═══ Information shown

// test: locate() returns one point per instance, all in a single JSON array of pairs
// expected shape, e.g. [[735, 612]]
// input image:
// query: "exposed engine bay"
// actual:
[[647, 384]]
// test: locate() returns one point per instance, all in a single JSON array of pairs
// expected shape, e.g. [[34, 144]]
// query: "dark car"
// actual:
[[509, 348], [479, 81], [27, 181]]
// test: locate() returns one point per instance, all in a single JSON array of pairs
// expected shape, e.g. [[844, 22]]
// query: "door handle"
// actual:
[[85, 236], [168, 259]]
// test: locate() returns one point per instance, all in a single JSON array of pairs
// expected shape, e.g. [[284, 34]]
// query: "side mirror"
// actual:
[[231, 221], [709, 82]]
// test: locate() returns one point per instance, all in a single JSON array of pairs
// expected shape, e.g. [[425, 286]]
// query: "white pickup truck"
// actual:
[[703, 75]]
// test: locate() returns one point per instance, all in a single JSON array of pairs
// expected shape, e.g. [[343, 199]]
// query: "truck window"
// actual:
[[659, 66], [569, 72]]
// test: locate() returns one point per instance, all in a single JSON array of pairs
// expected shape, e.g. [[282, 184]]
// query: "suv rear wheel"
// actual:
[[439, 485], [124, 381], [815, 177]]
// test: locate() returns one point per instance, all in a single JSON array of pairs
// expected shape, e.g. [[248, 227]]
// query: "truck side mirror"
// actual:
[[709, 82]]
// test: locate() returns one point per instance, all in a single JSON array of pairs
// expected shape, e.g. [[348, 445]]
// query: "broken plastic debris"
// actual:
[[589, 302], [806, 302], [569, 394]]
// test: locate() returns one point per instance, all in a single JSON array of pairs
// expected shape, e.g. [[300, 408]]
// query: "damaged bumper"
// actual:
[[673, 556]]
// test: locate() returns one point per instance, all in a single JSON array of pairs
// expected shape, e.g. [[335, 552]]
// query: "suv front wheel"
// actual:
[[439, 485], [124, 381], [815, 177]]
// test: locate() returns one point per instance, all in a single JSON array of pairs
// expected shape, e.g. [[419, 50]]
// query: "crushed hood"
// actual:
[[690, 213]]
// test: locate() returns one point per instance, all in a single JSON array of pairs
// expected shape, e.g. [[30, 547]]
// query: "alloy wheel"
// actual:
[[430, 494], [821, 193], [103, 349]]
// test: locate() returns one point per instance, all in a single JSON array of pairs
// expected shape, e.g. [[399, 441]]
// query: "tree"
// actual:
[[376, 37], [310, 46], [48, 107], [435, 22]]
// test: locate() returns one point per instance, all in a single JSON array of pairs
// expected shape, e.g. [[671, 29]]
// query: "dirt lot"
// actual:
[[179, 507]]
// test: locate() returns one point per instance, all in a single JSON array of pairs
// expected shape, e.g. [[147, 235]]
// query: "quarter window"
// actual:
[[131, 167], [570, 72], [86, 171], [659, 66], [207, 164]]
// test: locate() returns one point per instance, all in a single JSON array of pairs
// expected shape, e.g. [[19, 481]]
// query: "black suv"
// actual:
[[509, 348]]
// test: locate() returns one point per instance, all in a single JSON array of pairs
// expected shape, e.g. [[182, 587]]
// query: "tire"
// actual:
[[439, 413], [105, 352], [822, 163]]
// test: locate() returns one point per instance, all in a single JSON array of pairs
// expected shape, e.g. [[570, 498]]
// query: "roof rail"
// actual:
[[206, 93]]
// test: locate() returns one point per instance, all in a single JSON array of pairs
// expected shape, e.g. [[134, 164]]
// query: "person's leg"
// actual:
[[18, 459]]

══════

**Given request:** Please copy, character for character, the stretch from the start of the entries through the line containing "[[231, 221], [709, 82]]", with that line included.

**Result:**
// test: locate() returns one point per instance, all in a single JSON array of pairs
// expected shape, e.g. [[735, 612]]
// input image:
// query: "exposed engine bay"
// actual:
[[647, 384]]
// test: locate() returns one point per instance, all in a single JSON array of pairs
// expected shape, e.g. [[34, 144]]
// query: "dark car"
// actual:
[[509, 348], [479, 81], [27, 181]]
// test: locate() returns one point per instance, all in a single JSON array of pairs
// expected shape, e.g. [[844, 22]]
// query: "door handle"
// actual:
[[85, 236], [168, 259]]
// test: locate() returns one point per instance, all in a single JSON array of pairs
// expected shape, e.g. [[284, 34]]
// query: "side mirror"
// actual:
[[231, 221], [709, 82]]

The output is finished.